#### Extracted records
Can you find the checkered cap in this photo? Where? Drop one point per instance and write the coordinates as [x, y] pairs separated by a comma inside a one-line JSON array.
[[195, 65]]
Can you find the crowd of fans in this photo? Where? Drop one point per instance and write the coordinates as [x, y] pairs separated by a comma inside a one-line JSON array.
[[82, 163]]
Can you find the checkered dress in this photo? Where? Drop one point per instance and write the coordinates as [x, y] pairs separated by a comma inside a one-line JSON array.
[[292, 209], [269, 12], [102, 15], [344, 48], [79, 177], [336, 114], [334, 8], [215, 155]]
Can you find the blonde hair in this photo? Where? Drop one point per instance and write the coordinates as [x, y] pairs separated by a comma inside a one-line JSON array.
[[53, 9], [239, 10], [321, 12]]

#### Work instructions
Arrange every item above as a two-column CSV with the headers item_text and answer, one row per item. Put each item's text and its answer each in a single quoted field, replacing any line breaks with spaces.

#### Answer to the problem
item_text,answer
"Can you find the checkered cap in this photo? Where? Drop one point per instance and write the coordinates as [x, y] pairs separated by a comma inside a one-line JSON array.","[[195, 65]]"
"Can you find the crowd of fans in this photo? Where? Drop one point per instance and write the coordinates as [x, y] pairs separated by a comma inside a one-line JSON array.","[[82, 163]]"
"Can you find the checkered dress in this photo? Where? Drop one point per instance and write the coordinates as [x, y] pairs separated by a comma inside a one-line JSON array.","[[292, 209], [269, 12], [102, 15], [344, 48], [79, 177], [336, 114], [334, 8], [215, 155]]"
"Can you find the blonde hair in this photo? Where? Drop one point per instance and write the coordinates as [x, y] pairs separated by a comma inside a one-line JSON array.","[[53, 9], [239, 10], [321, 12]]"